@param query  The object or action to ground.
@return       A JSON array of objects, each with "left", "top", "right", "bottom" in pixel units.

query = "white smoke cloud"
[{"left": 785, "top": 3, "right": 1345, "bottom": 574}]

==

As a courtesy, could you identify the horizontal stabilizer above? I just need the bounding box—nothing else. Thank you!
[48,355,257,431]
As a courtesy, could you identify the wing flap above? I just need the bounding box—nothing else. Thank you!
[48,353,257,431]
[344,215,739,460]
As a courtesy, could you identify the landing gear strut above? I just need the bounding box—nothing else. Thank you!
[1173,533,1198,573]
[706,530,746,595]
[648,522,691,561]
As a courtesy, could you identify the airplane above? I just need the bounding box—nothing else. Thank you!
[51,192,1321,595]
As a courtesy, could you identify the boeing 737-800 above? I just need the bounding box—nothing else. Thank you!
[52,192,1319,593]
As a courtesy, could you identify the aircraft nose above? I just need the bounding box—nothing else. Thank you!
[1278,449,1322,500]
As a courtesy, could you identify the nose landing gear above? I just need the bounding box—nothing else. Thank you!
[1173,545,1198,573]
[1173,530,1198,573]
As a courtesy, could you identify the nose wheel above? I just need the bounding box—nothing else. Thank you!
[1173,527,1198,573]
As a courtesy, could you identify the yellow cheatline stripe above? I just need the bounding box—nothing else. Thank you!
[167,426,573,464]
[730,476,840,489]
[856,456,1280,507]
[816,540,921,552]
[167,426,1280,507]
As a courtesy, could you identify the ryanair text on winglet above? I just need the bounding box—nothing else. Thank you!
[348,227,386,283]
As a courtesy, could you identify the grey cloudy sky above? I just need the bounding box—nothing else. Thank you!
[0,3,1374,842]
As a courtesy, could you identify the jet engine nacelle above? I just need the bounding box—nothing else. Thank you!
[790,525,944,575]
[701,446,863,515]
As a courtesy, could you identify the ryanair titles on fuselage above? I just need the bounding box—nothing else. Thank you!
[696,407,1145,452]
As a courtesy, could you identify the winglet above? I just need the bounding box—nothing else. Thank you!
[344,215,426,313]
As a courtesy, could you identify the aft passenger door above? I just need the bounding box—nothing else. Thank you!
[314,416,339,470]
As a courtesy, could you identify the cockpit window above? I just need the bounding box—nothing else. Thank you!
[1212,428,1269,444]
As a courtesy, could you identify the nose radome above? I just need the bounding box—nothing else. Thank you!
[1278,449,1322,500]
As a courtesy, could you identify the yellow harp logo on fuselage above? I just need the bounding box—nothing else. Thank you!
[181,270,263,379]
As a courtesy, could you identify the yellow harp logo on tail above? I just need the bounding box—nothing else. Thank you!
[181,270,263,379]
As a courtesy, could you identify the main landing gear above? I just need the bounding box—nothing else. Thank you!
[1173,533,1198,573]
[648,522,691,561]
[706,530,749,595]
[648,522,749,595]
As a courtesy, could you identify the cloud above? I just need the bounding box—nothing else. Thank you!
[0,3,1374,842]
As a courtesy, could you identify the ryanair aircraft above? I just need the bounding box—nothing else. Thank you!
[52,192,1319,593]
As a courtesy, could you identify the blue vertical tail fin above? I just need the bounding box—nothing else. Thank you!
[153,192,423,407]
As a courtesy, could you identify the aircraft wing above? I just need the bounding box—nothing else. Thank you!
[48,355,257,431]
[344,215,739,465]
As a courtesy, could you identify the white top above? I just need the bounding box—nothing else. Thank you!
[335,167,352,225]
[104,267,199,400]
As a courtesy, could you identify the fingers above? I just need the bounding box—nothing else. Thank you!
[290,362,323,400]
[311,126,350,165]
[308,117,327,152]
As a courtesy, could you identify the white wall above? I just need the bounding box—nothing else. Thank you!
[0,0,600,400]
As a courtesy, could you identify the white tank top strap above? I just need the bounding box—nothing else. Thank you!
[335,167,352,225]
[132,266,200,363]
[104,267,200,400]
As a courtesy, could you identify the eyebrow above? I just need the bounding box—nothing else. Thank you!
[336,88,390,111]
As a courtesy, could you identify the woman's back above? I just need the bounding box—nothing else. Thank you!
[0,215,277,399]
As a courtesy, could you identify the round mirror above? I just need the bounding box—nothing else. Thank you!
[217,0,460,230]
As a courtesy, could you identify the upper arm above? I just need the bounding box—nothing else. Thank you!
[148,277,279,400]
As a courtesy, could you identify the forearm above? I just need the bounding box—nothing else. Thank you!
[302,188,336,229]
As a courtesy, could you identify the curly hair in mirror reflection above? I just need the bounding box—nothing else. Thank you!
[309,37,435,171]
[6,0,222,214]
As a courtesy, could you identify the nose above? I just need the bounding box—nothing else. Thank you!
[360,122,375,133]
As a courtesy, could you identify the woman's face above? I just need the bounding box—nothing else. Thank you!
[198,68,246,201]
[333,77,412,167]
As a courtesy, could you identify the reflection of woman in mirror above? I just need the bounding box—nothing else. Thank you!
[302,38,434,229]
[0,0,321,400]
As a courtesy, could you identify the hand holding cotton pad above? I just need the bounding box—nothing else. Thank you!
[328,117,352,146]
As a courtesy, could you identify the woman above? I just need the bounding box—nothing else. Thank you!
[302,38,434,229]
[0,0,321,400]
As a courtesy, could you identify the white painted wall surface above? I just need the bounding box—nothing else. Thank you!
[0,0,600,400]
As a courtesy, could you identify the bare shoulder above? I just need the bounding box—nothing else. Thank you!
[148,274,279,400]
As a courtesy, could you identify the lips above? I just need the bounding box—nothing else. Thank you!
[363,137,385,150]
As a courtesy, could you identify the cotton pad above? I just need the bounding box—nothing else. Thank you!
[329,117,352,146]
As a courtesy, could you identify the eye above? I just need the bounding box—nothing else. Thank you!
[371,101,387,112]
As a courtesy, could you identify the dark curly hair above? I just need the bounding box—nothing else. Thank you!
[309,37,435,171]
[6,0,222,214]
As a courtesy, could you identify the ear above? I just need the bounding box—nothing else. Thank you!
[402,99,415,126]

| GIVEN EXERCISE |
Format the entries above, starting at the line containing "As a courtesy, could you identify the main" and ending at the line containing "[648,522,749,595]", as a JSON list of strings with one string per line and blank lines omitted.

| EXPECTED ANSWER |
[
  "As a courtesy, could you identify the main landing gear above? I just need the bounding box—nothing else. Thank you!",
  "[1173,533,1198,573]",
  "[648,522,691,561]",
  "[706,530,749,595]",
  "[648,522,749,595]"
]